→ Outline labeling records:
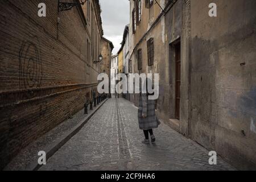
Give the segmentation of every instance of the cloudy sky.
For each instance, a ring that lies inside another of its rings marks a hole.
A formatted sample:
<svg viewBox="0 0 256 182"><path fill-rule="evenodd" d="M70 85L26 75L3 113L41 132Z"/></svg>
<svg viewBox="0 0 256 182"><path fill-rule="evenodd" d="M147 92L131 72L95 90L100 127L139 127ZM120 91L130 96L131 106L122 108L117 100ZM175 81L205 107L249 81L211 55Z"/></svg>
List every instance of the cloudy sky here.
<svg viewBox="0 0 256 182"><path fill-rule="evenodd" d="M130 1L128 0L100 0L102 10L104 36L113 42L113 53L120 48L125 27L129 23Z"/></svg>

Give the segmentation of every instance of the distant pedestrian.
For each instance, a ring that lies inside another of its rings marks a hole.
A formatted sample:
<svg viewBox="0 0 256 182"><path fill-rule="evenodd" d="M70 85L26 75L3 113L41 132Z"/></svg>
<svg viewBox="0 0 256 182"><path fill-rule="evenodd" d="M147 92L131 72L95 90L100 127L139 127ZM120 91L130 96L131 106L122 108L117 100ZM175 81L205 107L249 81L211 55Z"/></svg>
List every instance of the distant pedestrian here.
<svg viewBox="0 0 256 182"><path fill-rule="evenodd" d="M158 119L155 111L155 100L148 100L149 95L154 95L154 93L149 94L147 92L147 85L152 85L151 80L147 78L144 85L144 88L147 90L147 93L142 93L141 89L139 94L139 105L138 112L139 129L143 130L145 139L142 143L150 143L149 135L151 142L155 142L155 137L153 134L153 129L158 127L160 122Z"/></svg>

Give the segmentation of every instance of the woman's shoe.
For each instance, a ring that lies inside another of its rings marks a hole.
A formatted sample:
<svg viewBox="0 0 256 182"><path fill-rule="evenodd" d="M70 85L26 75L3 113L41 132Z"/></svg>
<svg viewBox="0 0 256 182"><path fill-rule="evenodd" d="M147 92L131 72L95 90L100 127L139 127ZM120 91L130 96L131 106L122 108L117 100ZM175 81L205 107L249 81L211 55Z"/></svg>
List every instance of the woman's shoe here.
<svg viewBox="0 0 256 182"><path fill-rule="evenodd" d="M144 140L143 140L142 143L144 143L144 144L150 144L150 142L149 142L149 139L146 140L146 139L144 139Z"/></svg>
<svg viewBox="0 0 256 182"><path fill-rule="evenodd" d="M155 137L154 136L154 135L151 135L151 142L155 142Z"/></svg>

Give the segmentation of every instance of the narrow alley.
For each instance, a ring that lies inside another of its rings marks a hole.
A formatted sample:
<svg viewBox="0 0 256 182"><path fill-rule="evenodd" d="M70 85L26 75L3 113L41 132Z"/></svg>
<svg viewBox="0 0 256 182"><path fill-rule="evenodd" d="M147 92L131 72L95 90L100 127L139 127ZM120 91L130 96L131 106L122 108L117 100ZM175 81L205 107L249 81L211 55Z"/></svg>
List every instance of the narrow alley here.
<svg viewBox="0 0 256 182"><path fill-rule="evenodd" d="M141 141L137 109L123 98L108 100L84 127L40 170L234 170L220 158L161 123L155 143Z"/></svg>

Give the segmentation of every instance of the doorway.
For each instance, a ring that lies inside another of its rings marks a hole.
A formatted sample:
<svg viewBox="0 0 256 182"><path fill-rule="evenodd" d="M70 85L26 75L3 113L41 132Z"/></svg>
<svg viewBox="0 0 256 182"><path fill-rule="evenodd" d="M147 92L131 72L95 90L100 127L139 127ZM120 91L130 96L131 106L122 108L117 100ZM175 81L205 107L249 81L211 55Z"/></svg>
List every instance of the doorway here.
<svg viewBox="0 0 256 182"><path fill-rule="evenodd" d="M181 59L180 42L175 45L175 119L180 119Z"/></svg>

→ EXERCISE DETAILS:
Return the lines above word for word, leaving out the pictures.

→ WRITTEN RESPONSE:
Give the segmentation of every instance of the cloudy sky.
For each instance, a ring that lies inside another of its rings marks a hole.
A formatted sample:
<svg viewBox="0 0 256 182"><path fill-rule="evenodd" d="M70 85L26 75L3 113L41 132Z"/></svg>
<svg viewBox="0 0 256 182"><path fill-rule="evenodd" d="M147 92L131 72L95 90L100 127L139 127ZM120 91L130 96L131 106L122 108L117 100ZM175 81L205 107L249 81L211 55Z"/></svg>
List every instance of the cloudy sky here.
<svg viewBox="0 0 256 182"><path fill-rule="evenodd" d="M130 1L128 0L100 0L102 10L104 36L113 42L113 53L120 48L125 27L129 23Z"/></svg>

Give the segmentation of every instance of the distant pedestrian.
For each instance, a ring that lies inside another of its rings marks a hole.
A formatted sample:
<svg viewBox="0 0 256 182"><path fill-rule="evenodd" d="M70 85L26 75L3 113L41 132Z"/></svg>
<svg viewBox="0 0 256 182"><path fill-rule="evenodd" d="M147 92L131 72L95 90L100 127L139 127ZM120 91L130 96L131 106L122 108L117 100ZM175 81L205 107L249 81L211 55Z"/></svg>
List every instance of the distant pedestrian here.
<svg viewBox="0 0 256 182"><path fill-rule="evenodd" d="M158 119L155 111L155 100L148 100L149 95L154 95L154 93L149 94L147 92L147 85L152 85L151 80L147 78L144 85L144 88L147 90L147 93L142 93L141 89L139 94L139 105L138 112L139 129L143 130L145 139L142 143L150 143L149 135L151 142L155 142L155 137L153 134L153 129L158 127L160 122Z"/></svg>

Give the segmentation of every instance of the woman's shoe.
For each instance, a ring that lies inside another of its rings marks a hole.
A formatted sample:
<svg viewBox="0 0 256 182"><path fill-rule="evenodd" d="M70 85L26 75L3 113L41 132Z"/></svg>
<svg viewBox="0 0 256 182"><path fill-rule="evenodd" d="M147 92L131 72L95 90L100 127L139 127ZM120 91L130 96L131 106L122 108L117 100ZM175 81L205 107L249 81L211 55Z"/></svg>
List every instance of the woman's shoe here.
<svg viewBox="0 0 256 182"><path fill-rule="evenodd" d="M144 140L143 140L142 143L144 143L144 144L150 144L150 142L149 142L149 139L146 140L146 139L144 139Z"/></svg>
<svg viewBox="0 0 256 182"><path fill-rule="evenodd" d="M155 137L154 136L154 135L151 135L151 142L155 142Z"/></svg>

Give the segmentation of every instance of the narrow alley.
For each instance, a ring that lies inside another of its rings marks a hole.
A formatted sample:
<svg viewBox="0 0 256 182"><path fill-rule="evenodd" d="M70 85L26 75L3 113L41 132Z"/></svg>
<svg viewBox="0 0 256 182"><path fill-rule="evenodd" d="M147 92L131 72L95 90L100 127L139 127ZM120 91L130 96L131 106L122 108L117 100ZM175 81L205 107L249 81L211 55Z"/></svg>
List every instance of the narrow alley here.
<svg viewBox="0 0 256 182"><path fill-rule="evenodd" d="M141 141L137 109L123 98L108 100L84 127L40 170L234 170L220 158L161 123L155 143Z"/></svg>

Give the segmentation of every instance of the doorway.
For each instance, a ring that lies inside another of its rings marks a hole.
A formatted sample:
<svg viewBox="0 0 256 182"><path fill-rule="evenodd" d="M70 85L26 75L3 113L41 132Z"/></svg>
<svg viewBox="0 0 256 182"><path fill-rule="evenodd" d="M147 92L131 72L95 90L100 127L139 127ZM120 91L130 96L131 106L122 108L117 100ZM175 81L205 107L249 81L211 55Z"/></svg>
List every instance of the doorway here.
<svg viewBox="0 0 256 182"><path fill-rule="evenodd" d="M181 59L180 42L175 45L175 119L180 119Z"/></svg>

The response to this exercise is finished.